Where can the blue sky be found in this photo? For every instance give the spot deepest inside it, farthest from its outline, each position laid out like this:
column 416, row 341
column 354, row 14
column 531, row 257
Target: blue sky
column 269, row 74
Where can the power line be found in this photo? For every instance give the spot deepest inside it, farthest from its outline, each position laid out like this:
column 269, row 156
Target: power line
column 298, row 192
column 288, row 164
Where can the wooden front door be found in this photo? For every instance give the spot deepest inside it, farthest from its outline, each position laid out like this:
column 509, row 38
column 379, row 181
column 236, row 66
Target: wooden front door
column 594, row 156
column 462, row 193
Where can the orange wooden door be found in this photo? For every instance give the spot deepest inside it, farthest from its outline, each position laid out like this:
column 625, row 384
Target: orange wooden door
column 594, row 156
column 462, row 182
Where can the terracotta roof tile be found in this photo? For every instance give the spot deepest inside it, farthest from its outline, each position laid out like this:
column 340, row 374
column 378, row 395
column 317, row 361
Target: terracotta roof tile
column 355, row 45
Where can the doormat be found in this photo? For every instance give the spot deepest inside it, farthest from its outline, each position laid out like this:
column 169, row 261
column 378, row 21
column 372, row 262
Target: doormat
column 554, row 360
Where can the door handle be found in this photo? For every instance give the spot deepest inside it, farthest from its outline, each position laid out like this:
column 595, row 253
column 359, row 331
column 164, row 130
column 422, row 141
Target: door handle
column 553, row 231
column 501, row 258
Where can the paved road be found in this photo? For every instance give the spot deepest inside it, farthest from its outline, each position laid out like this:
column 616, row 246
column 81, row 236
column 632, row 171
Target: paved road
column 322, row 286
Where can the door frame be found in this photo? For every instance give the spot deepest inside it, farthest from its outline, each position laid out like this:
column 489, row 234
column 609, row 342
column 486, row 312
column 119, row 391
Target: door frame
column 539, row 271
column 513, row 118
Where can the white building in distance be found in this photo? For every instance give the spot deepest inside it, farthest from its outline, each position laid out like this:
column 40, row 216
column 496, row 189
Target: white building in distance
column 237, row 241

-------

:: Set problem ::
Write out the lines above again, swapping every "farthest from its outline" for "furthest from its edge" and keeping everything else the same.

:: Answer to this exercise ::
Where can the blue sky be found in this photo? For every instance give the spot deepest inside it, furthest from its edge, each position laid out like this:
column 416, row 341
column 354, row 14
column 531, row 257
Target: blue sky
column 269, row 74
Where can the power line be found in this photo? For every instance give the spot deepest inside it, furthest from its edge, each position laid out like this:
column 269, row 156
Target: power line
column 298, row 192
column 288, row 164
Where can the wooden front door be found in this photo? For every instance give the spot deepest inside it, furthest from its edge, each position laid out like this:
column 509, row 38
column 379, row 181
column 236, row 66
Target: wooden front door
column 594, row 156
column 462, row 193
Where can the orange wooden door be found in this photo? For every instance give the spot deepest inside it, furthest from its edge, each position laid out like this:
column 625, row 384
Target: orange wooden door
column 594, row 156
column 462, row 182
Where can the terracotta roof tile be found in this photo? For every instance give the spot deepest inside it, furthest from its edge, each position laid out like this:
column 340, row 374
column 378, row 395
column 317, row 361
Target: terracotta roof tile
column 355, row 45
Where can the doormat be found in this photo? For every instance give the spot deepest inside it, furthest from its edge, each position laid out like this:
column 169, row 261
column 378, row 21
column 372, row 262
Target: doormat
column 554, row 360
Where can the door handle be found in this photo? For every instance give the spot deepest inside it, furthest from its edge, each position laid out like this:
column 595, row 253
column 359, row 331
column 164, row 130
column 422, row 141
Target: door handle
column 553, row 231
column 501, row 258
Where can the paved road be found in this photo? For every instance give the spot deepest inside it, furthest from its edge, each position laid out like this:
column 616, row 246
column 81, row 236
column 632, row 171
Target: paved road
column 322, row 286
Where can the door frame be found in this photo? For every instance give the spot deepest inside it, furthest from its edge, each position laid out like this:
column 489, row 234
column 609, row 342
column 486, row 312
column 119, row 391
Target: door frame
column 539, row 271
column 513, row 118
Where can the white building in distance be found in this photo? For every instance give the spot deepest inside it, furthest from its edge, each position laid out like this:
column 40, row 216
column 496, row 189
Target: white building in distance
column 237, row 241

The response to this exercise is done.